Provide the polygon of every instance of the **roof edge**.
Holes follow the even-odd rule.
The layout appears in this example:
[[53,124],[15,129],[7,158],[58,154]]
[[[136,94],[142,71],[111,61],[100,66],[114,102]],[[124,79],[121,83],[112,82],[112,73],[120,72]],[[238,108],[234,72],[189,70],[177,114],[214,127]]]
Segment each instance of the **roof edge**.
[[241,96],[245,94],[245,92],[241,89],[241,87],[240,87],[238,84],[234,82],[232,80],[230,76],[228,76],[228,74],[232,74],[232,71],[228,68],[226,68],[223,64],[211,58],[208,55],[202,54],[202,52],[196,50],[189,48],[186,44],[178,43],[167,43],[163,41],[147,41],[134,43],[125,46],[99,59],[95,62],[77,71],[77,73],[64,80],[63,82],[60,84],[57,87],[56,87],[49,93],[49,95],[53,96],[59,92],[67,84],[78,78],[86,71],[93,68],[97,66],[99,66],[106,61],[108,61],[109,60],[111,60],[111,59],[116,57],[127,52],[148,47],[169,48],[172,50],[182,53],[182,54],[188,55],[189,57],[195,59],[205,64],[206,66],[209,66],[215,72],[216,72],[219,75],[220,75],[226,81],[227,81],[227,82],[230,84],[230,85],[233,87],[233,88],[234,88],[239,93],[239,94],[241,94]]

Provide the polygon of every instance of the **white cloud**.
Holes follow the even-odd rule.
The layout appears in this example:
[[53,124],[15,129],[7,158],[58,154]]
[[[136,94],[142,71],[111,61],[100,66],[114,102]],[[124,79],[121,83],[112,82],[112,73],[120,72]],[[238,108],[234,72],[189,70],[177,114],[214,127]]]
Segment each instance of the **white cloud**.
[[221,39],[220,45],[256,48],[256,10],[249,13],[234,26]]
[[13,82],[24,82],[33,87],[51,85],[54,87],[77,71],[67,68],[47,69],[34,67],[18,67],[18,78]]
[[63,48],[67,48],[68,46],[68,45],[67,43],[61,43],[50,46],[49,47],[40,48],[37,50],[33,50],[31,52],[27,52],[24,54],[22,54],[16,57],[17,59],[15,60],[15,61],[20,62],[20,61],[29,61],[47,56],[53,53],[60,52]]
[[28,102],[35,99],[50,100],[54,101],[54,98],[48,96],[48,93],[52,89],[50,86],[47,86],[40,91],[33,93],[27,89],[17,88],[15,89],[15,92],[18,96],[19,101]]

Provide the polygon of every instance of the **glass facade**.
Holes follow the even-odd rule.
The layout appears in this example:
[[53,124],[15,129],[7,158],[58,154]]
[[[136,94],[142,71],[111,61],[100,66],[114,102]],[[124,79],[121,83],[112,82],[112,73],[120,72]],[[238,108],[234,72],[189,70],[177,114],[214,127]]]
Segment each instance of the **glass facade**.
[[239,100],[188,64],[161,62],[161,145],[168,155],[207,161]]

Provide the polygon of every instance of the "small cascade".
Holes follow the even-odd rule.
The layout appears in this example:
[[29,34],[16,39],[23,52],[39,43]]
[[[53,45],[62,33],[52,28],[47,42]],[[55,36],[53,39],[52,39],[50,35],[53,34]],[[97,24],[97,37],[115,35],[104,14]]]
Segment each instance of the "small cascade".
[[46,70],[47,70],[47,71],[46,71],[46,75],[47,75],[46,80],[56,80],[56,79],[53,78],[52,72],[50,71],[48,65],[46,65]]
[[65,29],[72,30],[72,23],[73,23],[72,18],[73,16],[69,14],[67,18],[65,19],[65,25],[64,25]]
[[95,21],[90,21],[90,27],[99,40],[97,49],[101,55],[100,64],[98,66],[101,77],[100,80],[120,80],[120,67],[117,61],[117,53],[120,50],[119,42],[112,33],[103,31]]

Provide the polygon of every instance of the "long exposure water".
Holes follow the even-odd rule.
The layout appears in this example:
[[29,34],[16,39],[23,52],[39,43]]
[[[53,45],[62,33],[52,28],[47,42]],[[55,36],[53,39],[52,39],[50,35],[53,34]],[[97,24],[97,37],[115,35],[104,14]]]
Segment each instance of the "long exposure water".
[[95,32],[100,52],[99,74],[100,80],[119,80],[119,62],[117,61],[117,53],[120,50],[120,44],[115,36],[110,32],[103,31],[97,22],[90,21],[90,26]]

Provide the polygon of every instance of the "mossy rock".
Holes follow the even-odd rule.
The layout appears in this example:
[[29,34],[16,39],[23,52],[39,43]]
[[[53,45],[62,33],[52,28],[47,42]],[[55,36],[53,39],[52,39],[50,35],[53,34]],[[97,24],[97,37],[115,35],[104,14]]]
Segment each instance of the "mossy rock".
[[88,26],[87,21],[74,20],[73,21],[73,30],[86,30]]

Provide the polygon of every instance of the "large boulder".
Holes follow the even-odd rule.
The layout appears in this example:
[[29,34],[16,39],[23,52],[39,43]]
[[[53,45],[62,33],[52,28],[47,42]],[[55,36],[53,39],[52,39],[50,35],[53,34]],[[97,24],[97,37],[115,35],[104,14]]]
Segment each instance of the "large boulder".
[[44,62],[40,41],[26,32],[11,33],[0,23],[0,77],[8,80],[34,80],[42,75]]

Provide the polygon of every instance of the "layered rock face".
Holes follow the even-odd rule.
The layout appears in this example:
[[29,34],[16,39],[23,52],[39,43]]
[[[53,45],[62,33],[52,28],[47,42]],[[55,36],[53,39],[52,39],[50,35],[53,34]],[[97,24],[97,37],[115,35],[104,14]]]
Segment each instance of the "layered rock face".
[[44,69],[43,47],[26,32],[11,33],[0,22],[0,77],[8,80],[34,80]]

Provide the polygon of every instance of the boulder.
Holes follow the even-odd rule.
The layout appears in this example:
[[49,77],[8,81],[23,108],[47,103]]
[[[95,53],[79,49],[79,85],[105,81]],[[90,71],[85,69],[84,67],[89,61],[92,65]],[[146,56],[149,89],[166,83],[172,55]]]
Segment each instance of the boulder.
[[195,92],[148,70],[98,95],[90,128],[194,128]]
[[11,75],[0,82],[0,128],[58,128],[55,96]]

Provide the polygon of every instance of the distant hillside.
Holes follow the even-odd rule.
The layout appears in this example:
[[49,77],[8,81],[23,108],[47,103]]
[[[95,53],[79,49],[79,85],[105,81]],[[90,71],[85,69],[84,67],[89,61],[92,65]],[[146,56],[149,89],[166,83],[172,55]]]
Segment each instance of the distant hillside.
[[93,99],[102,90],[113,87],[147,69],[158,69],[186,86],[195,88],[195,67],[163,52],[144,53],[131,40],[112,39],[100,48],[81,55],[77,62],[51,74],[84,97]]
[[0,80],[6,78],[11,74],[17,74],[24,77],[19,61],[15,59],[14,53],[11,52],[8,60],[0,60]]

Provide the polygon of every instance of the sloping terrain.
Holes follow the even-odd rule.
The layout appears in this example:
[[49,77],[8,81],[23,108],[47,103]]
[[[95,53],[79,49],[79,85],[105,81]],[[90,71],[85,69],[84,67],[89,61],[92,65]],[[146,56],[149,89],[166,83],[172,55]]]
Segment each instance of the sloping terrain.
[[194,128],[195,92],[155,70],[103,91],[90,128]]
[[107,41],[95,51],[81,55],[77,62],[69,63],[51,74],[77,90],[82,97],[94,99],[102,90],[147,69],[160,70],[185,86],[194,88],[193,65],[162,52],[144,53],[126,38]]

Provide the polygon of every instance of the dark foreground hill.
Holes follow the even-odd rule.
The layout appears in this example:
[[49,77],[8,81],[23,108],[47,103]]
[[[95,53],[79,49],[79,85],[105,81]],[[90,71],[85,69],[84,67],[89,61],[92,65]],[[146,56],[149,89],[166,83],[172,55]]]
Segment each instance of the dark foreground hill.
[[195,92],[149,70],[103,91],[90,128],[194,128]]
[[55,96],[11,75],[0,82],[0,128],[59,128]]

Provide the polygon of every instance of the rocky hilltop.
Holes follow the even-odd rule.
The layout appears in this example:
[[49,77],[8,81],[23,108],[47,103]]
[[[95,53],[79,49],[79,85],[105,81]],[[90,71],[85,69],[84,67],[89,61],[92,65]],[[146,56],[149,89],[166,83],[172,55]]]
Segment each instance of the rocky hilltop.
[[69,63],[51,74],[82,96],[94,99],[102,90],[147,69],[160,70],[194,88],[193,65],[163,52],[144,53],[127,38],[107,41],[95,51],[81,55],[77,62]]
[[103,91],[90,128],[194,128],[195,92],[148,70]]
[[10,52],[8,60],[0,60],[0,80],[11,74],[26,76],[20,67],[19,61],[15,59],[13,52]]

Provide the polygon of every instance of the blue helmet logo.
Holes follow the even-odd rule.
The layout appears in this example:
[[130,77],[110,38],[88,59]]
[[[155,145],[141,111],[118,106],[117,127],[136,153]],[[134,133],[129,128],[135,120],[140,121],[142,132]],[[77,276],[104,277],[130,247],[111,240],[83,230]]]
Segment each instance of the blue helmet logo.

→ 과제 설명
위 항목에서 "Provide the polygon of every instance of the **white"이 들어 있는 줄부터 "Segment each instance of the **white cloud**."가 들어 있는 줄까지를 한 글자도 바꾸지 말고 다시 적으시오. 시작 줄과 끝 줄도 포함한다.

→ 예상 출력
Provide the polygon of every instance of the **white cloud**.
Holes follow the even-odd rule.
The layout appears in this example:
[[53,124],[15,129],[7,158],[58,154]]
[[[136,94],[142,71],[111,61],[100,66],[114,102]],[[124,79],[121,83],[112,82],[112,73],[120,72]],[[238,108],[234,72],[189,70],[177,114],[214,127]]]
Segment each instance of the **white cloud**.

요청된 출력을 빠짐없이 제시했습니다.